- _Exercise passage_:
::::
Landrace/adaptive breeding discussion

I do not medicate. I do not use chemicals in the garden. I do sow or plant plants shown to work therapeutically for various endo- and ecto-parasites, for the chickens to consume as and when they choose.
What did you plant for them? I'm just in the first stages of building their food forest.
 
My flock has grown to nearly 30 members at its maximum. It has not divided into subgroups despite there being multiple roos. It may divide into foraging parties of half a dozen or so, but parties are flexible and all come together for breakfast, tea, and to roost. The coops are moved regularly but always placed near one another. View attachment 3835257
I wonder why some split into tribes and some don't? Food availability? Property type? Management styles? You handle your birds very differently than some others on the thread, so maybe that applies?
 
How do you handle the free ranging thing with broodies and chicks? I leave out commercial food for the broodies and their babies, but the other birds eat it, which rather negates the point of free range.

I give the adults a grain-based feed in the afternoon, but the hatchlings need something smaller, don't they? And food available all day?

I can keep my hatchlings separate from my adolescents from the main flock, so I feed a commercial mix as their sole ration until I integrate them into the main flock. The main flock also get s a commercial mix and free ranges many acres - I adjust how much I feed based on their daily consumption. When the pasture is producing well, they eat less. When its not...

My bigger problem is keeping the ducks out of the goat feed, and the goats out of the chicken feed (which they prefer to their pellets)

and my flock does come back together for free food and to roost (mostly, I have two differing roosting groups, sometimes three) - but when they range, they definitely break into small cliques around (usually individual) males.
 
What did you plant for them? I'm just in the first stages of building their food forest.
mostly herbs, local wild flowering plants, and other things that attract insects into the garden.

There's a good recent review of therapeutic plants here
Alternatives to antibiotics for organic poultry production: types, modes of action and impacts on bird’s health and production
Poultry Science 2022 (open access)
https://doi.org/10.1016/j.psj.2022.101696
 
I wonder why some split into tribes and some don't? Food availability? Property type? Management styles? You handle your birds very differently than some others on the thread, so maybe that applies?
In my reading - can't remember where now I'm afraid - it was said the natural maximum flock size was about 30, and they'll subdivide above that, and it may just be coincidence that the carrying capacity of my land is about 30.

It is also surely an important factor that all my males have been raised in the flock and think they're related (even if some sometimes have in fact been new blood, brought in via hatching eggs).
 
Right now I'm culling or rehoming any chicken that shows early susceptibility to disease.
This is the traditional advice, but I don't do it. Sometimes a bird that's been sick and recovers lays fewer eggs, but my goal is not to maximise production, it is to maximise flock robustness and resilience. A bird that has recovered from something has antibodies, and they may be passed on in her eggs. The mother of all my Swedish Flowers laid mostly soft-shelled eggs in her first year and I very nearly culled her. She is 7 now and still laying, about one egg a week these days. None of her recent offspring have had health issues.

My Welsumer, now 6, was allowed to brood when she was not laying well. My thinking at the time was, since she's not laying much and has gone broody, I might as well let her raise a clutch. I should instead have followed through to ask, could whatever was preventing her laying well be passed on to any chicks she would keep very close to her for months? She incubated a fabulous clutch of 9. The first died within a fortnight, and they were all dead before 2 years old. Lesson learned on that one: don't let sick hens brood. She has since got over whatever it was, and brooded successfully last year (photo of her and 3 chicks in one of my earlier posts in this thread); the youngsters appear sturdy, and one of the pullets has recently gone broody.
::::
- _Saved entries_:
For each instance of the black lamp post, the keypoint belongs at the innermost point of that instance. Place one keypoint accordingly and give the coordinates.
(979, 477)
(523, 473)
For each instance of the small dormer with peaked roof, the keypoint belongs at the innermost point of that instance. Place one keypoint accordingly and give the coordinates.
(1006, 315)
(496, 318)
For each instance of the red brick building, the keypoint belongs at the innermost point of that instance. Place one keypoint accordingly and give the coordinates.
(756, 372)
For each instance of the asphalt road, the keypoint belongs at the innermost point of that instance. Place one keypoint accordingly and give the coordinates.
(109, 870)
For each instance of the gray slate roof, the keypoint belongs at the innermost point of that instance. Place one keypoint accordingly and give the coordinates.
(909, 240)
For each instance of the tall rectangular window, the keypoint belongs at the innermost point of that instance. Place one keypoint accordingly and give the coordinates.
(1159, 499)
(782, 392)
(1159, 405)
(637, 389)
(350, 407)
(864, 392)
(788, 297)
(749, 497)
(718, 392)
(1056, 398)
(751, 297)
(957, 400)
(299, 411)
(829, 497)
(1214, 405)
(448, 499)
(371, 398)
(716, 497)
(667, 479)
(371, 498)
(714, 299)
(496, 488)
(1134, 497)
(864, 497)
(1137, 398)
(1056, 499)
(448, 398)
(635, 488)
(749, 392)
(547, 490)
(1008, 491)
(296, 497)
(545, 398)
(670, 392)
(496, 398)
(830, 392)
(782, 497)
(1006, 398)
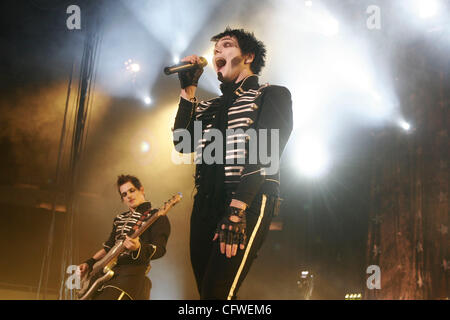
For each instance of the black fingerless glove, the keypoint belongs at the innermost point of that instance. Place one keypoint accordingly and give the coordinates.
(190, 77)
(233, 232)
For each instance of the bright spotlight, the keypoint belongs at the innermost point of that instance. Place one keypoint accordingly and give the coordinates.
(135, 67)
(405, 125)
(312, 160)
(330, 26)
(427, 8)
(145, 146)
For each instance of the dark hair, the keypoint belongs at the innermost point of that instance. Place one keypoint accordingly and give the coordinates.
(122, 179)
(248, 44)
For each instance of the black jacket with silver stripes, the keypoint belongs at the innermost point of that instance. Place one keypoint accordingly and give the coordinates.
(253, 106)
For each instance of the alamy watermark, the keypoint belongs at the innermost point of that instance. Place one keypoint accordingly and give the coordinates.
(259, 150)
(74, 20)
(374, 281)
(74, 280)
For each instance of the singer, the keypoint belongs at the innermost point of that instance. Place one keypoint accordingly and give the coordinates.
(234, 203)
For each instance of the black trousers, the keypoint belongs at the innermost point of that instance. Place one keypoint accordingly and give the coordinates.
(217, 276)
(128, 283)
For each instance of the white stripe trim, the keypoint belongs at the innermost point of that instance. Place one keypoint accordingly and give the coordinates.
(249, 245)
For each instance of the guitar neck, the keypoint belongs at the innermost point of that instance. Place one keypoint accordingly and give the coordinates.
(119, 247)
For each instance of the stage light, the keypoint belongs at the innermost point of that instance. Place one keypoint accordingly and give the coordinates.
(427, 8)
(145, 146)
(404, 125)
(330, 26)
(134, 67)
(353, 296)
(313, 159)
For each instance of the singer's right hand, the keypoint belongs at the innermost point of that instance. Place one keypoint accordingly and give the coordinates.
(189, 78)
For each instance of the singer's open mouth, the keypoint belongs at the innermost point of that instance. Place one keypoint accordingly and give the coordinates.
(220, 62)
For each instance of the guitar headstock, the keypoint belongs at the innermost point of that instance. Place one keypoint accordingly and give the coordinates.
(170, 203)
::::
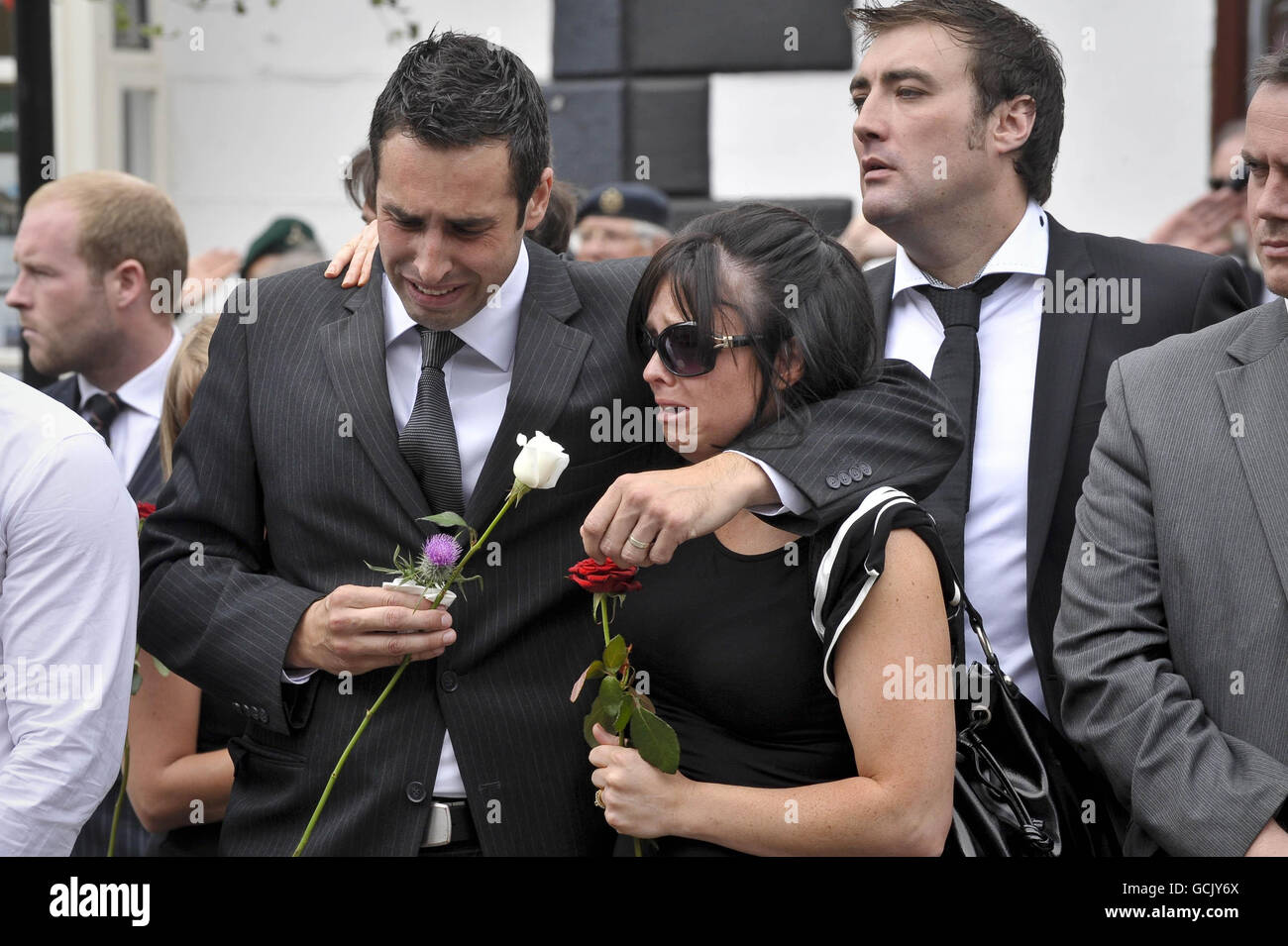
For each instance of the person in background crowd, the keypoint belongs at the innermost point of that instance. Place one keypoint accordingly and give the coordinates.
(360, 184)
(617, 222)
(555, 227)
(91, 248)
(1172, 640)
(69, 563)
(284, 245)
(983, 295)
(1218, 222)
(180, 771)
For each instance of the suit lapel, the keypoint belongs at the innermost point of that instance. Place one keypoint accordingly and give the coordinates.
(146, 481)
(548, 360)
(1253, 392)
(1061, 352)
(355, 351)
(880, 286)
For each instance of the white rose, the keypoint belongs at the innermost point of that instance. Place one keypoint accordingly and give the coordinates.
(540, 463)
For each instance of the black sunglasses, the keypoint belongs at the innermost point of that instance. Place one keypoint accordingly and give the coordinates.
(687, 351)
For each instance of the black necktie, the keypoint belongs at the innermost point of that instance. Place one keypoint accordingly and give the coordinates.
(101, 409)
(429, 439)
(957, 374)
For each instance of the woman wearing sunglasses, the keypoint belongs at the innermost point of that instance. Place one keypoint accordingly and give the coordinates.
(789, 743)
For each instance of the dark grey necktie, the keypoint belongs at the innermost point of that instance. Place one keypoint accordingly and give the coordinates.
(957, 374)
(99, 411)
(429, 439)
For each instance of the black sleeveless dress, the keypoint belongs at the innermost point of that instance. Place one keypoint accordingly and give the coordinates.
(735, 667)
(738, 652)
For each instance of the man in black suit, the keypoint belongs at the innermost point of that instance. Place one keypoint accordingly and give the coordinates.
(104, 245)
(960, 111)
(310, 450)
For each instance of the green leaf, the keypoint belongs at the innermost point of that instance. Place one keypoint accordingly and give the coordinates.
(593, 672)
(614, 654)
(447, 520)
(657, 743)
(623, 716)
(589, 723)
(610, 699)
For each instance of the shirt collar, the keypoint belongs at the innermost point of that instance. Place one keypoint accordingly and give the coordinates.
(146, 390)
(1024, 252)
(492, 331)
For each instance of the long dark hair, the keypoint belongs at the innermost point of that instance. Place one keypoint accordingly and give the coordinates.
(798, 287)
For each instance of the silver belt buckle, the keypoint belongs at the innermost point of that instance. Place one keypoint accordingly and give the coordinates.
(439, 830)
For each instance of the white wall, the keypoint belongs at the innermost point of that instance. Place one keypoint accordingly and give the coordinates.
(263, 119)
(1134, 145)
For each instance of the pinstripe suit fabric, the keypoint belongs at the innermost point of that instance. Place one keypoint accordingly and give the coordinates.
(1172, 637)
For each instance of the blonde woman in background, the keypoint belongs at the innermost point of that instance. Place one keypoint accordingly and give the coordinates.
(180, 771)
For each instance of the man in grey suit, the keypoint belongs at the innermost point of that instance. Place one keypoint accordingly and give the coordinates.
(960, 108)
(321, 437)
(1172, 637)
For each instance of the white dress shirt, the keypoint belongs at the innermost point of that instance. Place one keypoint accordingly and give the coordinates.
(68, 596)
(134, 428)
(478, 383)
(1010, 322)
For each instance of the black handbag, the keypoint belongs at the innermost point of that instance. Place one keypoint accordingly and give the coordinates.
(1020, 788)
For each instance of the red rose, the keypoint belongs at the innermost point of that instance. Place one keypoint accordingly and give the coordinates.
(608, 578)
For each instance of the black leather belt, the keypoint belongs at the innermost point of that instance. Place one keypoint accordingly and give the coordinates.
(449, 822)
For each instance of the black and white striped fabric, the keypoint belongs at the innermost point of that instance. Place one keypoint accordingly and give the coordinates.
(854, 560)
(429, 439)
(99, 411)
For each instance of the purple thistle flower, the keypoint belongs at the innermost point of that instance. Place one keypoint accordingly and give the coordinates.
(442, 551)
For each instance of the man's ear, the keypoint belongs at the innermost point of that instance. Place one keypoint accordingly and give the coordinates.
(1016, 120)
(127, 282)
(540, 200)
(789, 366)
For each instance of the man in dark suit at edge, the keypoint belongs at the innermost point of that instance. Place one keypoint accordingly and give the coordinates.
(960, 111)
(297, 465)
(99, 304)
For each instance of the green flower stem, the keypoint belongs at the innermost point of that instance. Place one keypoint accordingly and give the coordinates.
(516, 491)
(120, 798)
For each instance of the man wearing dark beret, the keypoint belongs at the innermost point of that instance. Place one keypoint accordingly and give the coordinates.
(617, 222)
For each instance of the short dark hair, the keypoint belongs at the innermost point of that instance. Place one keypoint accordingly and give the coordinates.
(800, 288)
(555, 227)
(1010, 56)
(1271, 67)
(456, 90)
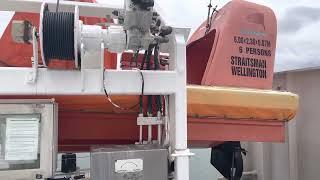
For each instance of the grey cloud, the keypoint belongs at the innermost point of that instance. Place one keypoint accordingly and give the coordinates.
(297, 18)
::::
- _Problem 1_: Decide whether each statement agrees with the breeding discussion, answering yes or no and quoting the words from the text that settle it. (a) The flock of nearly 30 has split into subgroups because it has several roosters. (b) Every chick in the Welsumer's clutch of 9 was dead before 2 years old. (c) The mother of the Swedish Flowers has stopped laying.
- _Problem 2_: Summarize the breeding discussion in two sentences.
- _Problem 3_: Print the part of the breeding discussion starting at "How do you handle" and ending at "of free range.".
None of this data matters for the work here.

- _Answer area 1_:
(a) No: "It has not divided into subgroups despite there being multiple roos."
(b) Yes: "they were all dead before 2 years old."
(c) No: "She is 7 now and still laying, about one egg a week these days."

- _Answer area 2_: Participants in the breeding discussion compare their free-ranging flocks: one flock of nearly 30 stays together, another breaks into small cliques around males while ranging, and both describe how they feed hatchlings and adults. One keeper avoids medication and chemicals and plants herbs and wild flowering plants instead, keeps birds that recover from illness rather than culling them, and learned from a Welsumer whose whole clutch died not to let sick hens brood.

- _Answer area 3_:
How do you handle the free ranging thing with broodies and chicks? I leave out commercial food for the broodies and their babies, but the other birds eat it, which rather negates the point of free range.